__Exercise brief__
Reproduce the material below word for word, but leave out the pictures.

__Data listing__
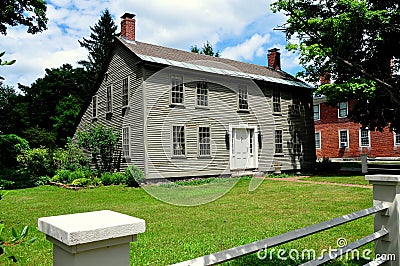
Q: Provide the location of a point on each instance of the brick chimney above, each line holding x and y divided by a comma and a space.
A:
274, 59
128, 25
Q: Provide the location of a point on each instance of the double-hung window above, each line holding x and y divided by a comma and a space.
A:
364, 137
316, 109
125, 92
278, 141
296, 142
178, 140
318, 140
343, 110
276, 100
202, 94
396, 139
243, 98
94, 106
126, 149
343, 138
204, 141
177, 90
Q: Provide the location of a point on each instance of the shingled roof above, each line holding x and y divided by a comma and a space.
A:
145, 51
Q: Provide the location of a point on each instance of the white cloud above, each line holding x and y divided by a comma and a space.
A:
248, 49
172, 23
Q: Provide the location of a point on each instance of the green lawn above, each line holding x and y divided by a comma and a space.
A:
345, 179
175, 233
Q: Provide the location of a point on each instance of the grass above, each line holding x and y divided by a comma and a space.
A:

__Reply to the task__
Q: Provide the location of a point on each instance of the brick chimney above, each line holding x and y divided by a comma and a space.
A:
274, 59
128, 25
Q: Provide the location of a point on each instance of the double-hung window above, each line holding x and y divided by a comma and a space.
A:
364, 137
316, 109
125, 92
278, 141
296, 142
178, 140
318, 140
343, 110
276, 100
202, 94
396, 139
243, 98
94, 106
126, 149
343, 138
204, 141
177, 90
Q: Provide the location of a point on each instance of the shingled roof above, each line holding x and y divided by a comma and a space.
A:
145, 51
Q: Provide the location of a point on each instance of the white cloud above, each line holding x and y divided by a comma and a space.
A:
248, 49
172, 23
Q: Provide the location of a point on each instance of the green lawn above, each line holding x and y divided by a comma and a space.
A:
345, 179
175, 233
Q: Provide the location of a point on each instance of the grass above, each line holding x and y divided by a comma and a space.
A:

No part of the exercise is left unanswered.